Could you convert the records below, from the line containing "Exercise. Point out every instance of the shallow" through the line containing "x=266, y=158", both included, into a Markdown table with a "Number" column and a "Content" column, one line per row and blank lines omitted?

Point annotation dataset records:
— start —
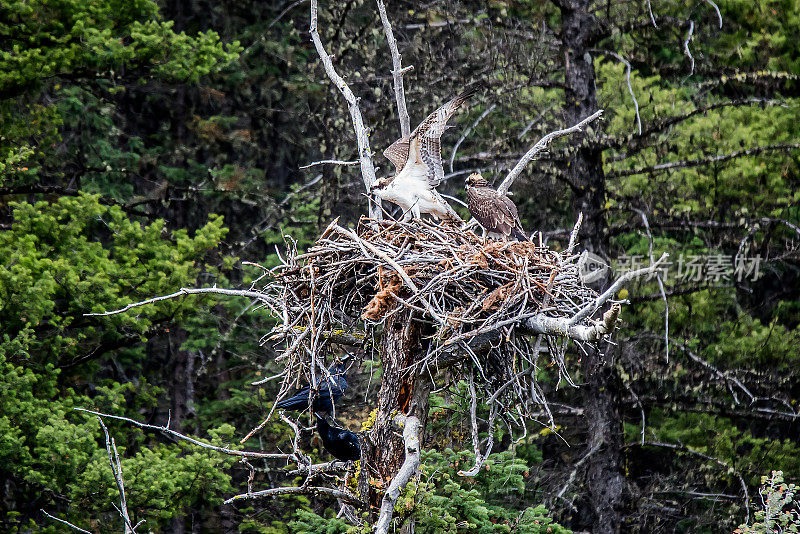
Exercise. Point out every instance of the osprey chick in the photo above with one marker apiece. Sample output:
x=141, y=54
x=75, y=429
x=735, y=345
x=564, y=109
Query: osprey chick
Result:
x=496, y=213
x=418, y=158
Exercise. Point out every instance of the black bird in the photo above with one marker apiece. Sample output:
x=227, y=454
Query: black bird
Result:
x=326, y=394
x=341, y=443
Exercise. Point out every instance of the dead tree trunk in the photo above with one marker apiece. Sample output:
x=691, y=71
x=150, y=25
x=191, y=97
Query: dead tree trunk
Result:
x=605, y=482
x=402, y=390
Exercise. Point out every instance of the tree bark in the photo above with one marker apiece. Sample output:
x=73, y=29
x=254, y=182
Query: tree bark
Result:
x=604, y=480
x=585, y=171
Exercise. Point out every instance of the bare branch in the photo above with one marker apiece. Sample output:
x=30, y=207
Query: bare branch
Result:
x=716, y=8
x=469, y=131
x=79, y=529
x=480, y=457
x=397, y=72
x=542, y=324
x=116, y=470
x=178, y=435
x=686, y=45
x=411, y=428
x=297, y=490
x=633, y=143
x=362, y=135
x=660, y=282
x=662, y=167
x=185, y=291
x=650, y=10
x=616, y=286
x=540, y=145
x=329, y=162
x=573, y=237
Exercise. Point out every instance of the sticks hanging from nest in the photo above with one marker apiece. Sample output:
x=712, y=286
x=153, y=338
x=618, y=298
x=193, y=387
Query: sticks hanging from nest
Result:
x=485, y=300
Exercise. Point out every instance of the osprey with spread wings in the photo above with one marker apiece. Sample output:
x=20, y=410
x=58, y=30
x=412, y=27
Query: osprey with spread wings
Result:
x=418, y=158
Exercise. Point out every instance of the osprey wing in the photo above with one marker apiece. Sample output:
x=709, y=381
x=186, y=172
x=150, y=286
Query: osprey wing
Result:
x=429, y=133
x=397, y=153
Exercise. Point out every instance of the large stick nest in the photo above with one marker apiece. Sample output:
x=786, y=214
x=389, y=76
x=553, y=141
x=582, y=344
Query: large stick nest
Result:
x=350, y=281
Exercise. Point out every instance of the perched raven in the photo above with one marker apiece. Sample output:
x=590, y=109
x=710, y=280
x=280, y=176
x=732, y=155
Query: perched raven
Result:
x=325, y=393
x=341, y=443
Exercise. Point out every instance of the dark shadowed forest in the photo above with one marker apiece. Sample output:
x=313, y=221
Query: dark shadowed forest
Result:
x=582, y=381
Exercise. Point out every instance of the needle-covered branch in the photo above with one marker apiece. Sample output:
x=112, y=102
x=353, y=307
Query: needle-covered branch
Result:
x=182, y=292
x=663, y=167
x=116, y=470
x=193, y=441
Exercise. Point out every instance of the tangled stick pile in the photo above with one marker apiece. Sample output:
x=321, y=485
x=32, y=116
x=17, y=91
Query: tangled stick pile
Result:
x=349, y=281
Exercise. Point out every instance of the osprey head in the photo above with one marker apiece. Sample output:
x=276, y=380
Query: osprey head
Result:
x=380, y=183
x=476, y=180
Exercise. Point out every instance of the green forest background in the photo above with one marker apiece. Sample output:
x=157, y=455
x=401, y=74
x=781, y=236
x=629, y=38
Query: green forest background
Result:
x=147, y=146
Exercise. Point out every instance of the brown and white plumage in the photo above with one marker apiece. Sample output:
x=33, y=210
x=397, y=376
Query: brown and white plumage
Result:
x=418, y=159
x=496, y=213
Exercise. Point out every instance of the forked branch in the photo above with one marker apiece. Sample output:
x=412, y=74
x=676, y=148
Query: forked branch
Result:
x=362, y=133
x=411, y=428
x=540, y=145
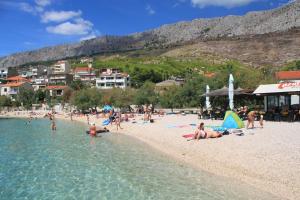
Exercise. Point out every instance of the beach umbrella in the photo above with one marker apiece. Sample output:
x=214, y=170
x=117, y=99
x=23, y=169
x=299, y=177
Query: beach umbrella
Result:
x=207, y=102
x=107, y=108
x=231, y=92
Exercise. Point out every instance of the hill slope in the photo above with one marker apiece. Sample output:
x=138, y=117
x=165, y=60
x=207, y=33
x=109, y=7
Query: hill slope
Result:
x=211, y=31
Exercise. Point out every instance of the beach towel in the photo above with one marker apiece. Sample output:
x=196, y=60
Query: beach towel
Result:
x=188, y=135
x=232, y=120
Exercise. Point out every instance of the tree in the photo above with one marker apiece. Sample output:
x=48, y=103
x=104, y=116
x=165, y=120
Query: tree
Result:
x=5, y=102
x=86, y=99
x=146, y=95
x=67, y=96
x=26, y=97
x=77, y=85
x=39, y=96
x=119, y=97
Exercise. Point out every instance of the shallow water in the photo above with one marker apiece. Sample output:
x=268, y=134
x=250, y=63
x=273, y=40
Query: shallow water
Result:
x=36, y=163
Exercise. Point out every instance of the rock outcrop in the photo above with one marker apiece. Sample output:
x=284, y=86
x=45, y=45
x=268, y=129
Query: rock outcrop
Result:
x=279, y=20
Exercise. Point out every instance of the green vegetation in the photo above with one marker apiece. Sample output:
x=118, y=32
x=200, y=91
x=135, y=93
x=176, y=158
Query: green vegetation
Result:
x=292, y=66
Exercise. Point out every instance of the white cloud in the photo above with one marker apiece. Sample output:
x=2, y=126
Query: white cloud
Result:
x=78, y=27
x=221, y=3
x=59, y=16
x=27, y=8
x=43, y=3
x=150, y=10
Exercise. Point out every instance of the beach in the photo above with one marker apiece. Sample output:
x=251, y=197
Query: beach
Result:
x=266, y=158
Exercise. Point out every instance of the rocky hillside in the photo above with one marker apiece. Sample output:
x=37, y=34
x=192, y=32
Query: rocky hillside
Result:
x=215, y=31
— end —
— start —
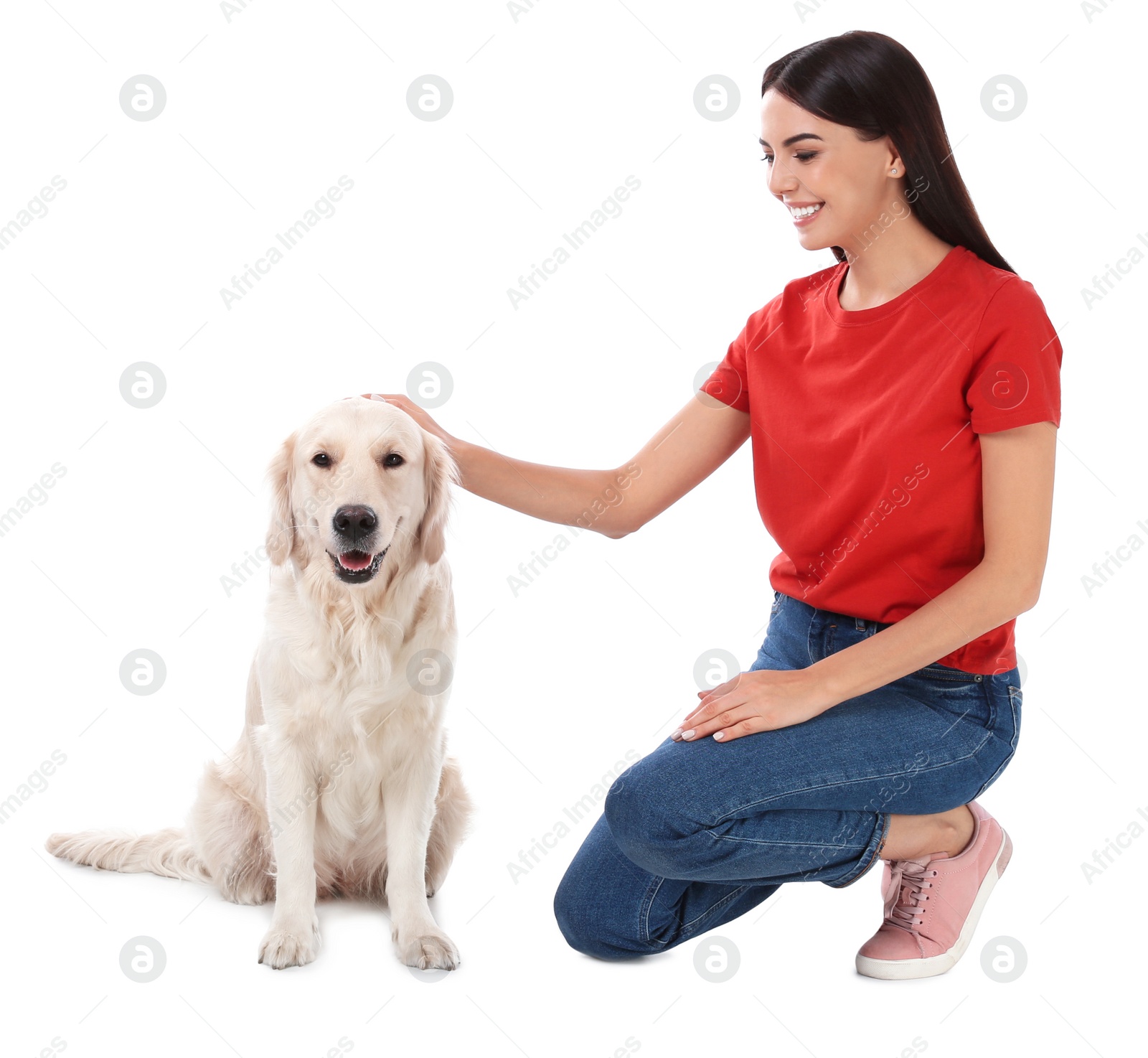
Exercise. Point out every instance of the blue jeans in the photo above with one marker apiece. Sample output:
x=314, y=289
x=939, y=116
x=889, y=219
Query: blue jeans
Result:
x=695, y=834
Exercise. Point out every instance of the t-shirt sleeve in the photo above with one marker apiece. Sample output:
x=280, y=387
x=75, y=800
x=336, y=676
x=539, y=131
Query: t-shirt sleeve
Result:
— end —
• THE RESULT:
| Number | Content |
|---|---|
| 1 | Exercise. Point out every instance of the shallow water in the photo above with one marker apiece. Sample output: |
| 2 | x=268, y=134 |
| 3 | x=250, y=63 |
| 4 | x=273, y=40 |
| 5 | Query: shallow water |
| 6 | Result: |
| 7 | x=36, y=163 |
| 8 | Exercise. Point out every instance of the rock outcrop in the photo above with one marker apiece. Sample output: |
| 9 | x=284, y=86 |
| 10 | x=45, y=45 |
| 11 | x=268, y=129 |
| 12 | Query: rock outcrop |
| 13 | Result: |
| 14 | x=279, y=20 |
| 15 | Exercise. Point out every instance of the green vegetation in the photo above with one marker apiece. Sample output: |
| 16 | x=118, y=32 |
| 17 | x=200, y=91 |
| 18 | x=135, y=93 |
| 19 | x=176, y=158 |
| 20 | Query: green vegetation |
| 21 | Result: |
| 22 | x=292, y=66 |
| 23 | Exercise. Point out every instance of the white cloud in the photo above with one marker apiece. Sample output: |
| 24 | x=2, y=126 |
| 25 | Query: white cloud |
| 26 | Result: |
| 27 | x=78, y=27 |
| 28 | x=221, y=3 |
| 29 | x=59, y=16 |
| 30 | x=27, y=8 |
| 31 | x=43, y=3 |
| 32 | x=150, y=10 |
| 33 | Exercise. Point out every instance of the beach in the photo above with one marker apiece. Sample output: |
| 34 | x=251, y=197 |
| 35 | Query: beach |
| 36 | Result: |
| 37 | x=266, y=158 |